### [Work to be completed]
Taking the line that contains "Target: downspout" as the first, copy each line exactly up to and including the last line below.

### [Data]
►

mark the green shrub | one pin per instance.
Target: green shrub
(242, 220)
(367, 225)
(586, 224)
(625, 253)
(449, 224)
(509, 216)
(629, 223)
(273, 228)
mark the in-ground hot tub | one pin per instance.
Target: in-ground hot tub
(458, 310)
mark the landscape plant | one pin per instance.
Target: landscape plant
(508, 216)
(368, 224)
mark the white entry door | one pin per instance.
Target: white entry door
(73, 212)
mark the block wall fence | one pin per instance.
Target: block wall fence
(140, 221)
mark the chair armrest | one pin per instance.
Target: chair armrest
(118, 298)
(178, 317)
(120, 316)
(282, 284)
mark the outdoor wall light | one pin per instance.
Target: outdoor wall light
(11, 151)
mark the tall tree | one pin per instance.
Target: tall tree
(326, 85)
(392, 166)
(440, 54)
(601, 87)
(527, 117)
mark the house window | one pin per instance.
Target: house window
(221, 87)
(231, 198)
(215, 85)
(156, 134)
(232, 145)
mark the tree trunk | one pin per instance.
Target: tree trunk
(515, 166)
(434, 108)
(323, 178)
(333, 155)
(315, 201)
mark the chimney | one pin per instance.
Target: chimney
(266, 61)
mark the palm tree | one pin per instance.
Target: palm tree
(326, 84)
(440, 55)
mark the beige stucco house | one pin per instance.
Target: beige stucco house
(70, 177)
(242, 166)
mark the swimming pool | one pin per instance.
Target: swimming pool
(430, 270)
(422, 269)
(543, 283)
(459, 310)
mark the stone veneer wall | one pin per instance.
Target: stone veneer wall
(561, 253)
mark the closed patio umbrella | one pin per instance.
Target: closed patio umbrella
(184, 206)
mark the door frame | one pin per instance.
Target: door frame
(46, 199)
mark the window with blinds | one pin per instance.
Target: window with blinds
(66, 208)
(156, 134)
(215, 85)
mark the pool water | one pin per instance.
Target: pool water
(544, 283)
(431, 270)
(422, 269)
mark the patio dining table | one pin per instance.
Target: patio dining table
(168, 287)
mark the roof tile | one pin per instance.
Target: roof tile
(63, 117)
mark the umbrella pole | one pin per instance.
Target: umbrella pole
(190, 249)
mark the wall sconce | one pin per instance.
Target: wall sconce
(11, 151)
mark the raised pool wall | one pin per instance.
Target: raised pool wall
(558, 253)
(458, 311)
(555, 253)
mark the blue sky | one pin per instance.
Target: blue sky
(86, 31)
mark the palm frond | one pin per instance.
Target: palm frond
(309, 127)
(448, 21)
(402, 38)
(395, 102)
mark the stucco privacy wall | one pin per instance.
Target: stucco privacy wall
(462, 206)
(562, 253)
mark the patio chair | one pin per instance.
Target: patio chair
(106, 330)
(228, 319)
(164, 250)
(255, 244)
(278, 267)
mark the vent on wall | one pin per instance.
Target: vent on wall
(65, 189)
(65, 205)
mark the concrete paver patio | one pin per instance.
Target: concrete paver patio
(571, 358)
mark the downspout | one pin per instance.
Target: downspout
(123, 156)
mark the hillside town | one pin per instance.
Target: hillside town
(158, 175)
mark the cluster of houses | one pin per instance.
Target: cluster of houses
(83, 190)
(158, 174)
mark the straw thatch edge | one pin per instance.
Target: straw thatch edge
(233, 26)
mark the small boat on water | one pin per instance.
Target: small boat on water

◄

### [Solution for this problem]
Target: downspout
(123, 156)
mark the hillside town | one pin per instance.
Target: hillside town
(158, 175)
mark the cluster of houses | one pin per instance.
Target: cluster of houses
(83, 190)
(158, 174)
mark the straw thatch edge | one pin per instance.
Target: straw thatch edge
(233, 26)
mark the small boat on water | one pin per instance.
Target: small boat on water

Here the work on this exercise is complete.